What you are asked to do: Reproduce word for word the stretch of the water statistics passage below from "Estimated value of" through "use of water—3,000.".

Source passage:
──────

Rank of marijuana among the cash crops grown in California – #1.

Percentage of marijuana consumed in the US that is now grown in drought-ridden California—70%.

Estimated value of California’s annual marijuana crop – $11 billion.

Value of California’s second most valuable cash crop, milk and cheese – $6.9 billion.

Approximate number of separate water districts and agencies that regulate California’s use of water—3,000.

Daily per person consumption of water in Sydney, Australia – 83 gallons.

In Irvine, California – 193 gallons.

Rate in inches per month at which land is sinking in the San Joaquin Valley due to overpumping of water wells — 2.

By CDC estimate, the number of people hospitalized each year in the U.S. with Legionnaires’-related ailments — 8,000 to 18,000.

Gallons-per-minute pemitted for shower heads under California’s new Tier 1 regulation – 2.

Years in which Los Angeles and New York City respectively imposed the same 2 gpm limit on shower heads– 2009 and 2010.

Pure Water Gazette’s proposed time limit on songs that can be sung in the shower –2 minutes, 15 seconds.

Facts about Legionellosis

Water treatment consultant and author Dr. Joseph Cotruvo recently called Legionaries’ Disease, or Legionellosis, “the most important waterborne disease in the United States.”

──────

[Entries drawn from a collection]
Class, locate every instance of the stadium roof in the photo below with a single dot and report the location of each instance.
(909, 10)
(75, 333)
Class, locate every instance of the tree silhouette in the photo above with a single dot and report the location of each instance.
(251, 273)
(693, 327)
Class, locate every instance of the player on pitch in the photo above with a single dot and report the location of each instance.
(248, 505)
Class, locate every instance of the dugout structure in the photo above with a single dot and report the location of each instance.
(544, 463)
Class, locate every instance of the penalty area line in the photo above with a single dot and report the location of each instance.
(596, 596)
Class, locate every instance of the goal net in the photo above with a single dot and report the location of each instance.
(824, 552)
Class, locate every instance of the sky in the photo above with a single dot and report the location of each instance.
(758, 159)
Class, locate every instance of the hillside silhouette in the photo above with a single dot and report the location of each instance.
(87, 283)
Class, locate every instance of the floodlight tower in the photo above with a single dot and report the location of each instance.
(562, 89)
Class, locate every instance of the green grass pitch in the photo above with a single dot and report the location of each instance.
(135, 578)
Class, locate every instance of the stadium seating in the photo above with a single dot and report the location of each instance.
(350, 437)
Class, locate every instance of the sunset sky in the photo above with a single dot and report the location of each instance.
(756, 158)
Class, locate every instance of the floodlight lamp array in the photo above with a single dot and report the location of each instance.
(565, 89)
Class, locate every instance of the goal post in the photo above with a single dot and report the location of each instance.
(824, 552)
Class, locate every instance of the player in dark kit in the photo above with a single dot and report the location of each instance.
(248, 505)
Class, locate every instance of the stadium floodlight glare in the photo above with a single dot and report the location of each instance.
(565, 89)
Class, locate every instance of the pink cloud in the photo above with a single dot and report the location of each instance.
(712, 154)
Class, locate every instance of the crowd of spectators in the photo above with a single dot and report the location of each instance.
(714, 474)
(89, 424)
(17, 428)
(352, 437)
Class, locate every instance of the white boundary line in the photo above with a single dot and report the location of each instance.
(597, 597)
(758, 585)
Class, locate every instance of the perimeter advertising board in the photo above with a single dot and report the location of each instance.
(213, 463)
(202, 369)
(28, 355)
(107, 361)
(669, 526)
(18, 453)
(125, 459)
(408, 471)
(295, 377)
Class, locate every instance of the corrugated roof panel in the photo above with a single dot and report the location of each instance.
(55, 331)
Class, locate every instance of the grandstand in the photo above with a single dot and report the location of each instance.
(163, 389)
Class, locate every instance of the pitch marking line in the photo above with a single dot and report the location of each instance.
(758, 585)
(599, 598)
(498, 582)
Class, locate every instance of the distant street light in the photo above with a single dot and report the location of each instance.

──────

Output:
Estimated value of California’s annual marijuana crop – $11 billion.

Value of California’s second most valuable cash crop, milk and cheese – $6.9 billion.

Approximate number of separate water districts and agencies that regulate California’s use of water—3,000.